TEXTO SELECIONADO ::
1. A melhor obra de Amorim

Este Sporting é uma vez mais a cara dele e foi talvez a sua melhor obra em Alvalade. Rúben Amorim também já falhou, o que dá ainda mais valor ao que fez este ano. Foi a partir do ponto baixo que representou o quarto lugar da época passada que construiu uma equipa melhor, mais versátil, com mais qualidade e profundidade. Começou a ganhar a época com a escolha criteriosa dos reforços, apoiado pela liderança do clube na opção por apostas que representaram um investimento recorde e foram ganhas a toda a linha, com a exceção de Fresneda.

LINHAS DE DADOS ::
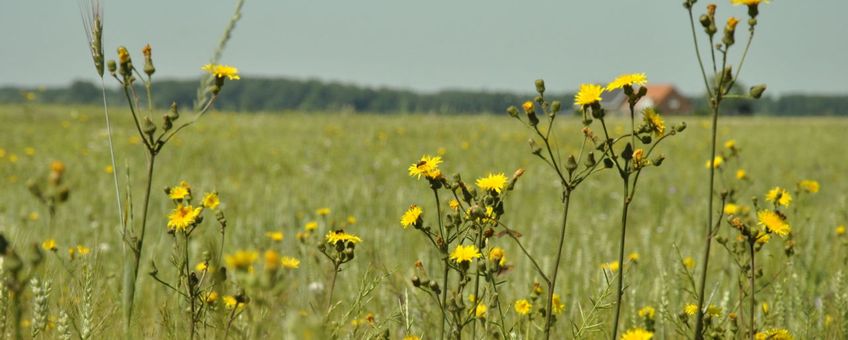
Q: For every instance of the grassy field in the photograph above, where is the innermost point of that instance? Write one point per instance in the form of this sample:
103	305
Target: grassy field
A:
273	171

TAREFAS DO EXERCÍCIO ::
a) Extraia do texto selecionado, sem qualquer alteração, o trecho que começa em "Este Sporting é" e prossegue até "exceção de Fresneda.".
b) Transforme numa lista numerada tudo o que consta das linhas de dados acima, omitindo as linhas em branco. Deixe as imagens fora da resposta.

RESPOSTAS POR TAREFA ::
a)
Este Sporting é uma vez mais a cara dele e foi talvez a sua melhor obra em Alvalade. Rúben Amorim também já falhou, o que dá ainda mais valor ao que fez este ano. Foi a partir do ponto baixo que representou o quarto lugar da época passada que construiu uma equipa melhor, mais versátil, com mais qualidade e profundidade. Começou a ganhar a época com a escolha criteriosa dos reforços, apoiado pela liderança do clube na opção por apostas que representaram um investimento recorde e foram ganhas a toda a linha, com a exceção de Fresneda.

b)
1. Q: For every instance of the grassy field in the photograph above, where is the innermost point of that instance? Write one point per instance in the form of this sample:
2. 103	305
3. Target: grassy field
4. A:
5. 273	171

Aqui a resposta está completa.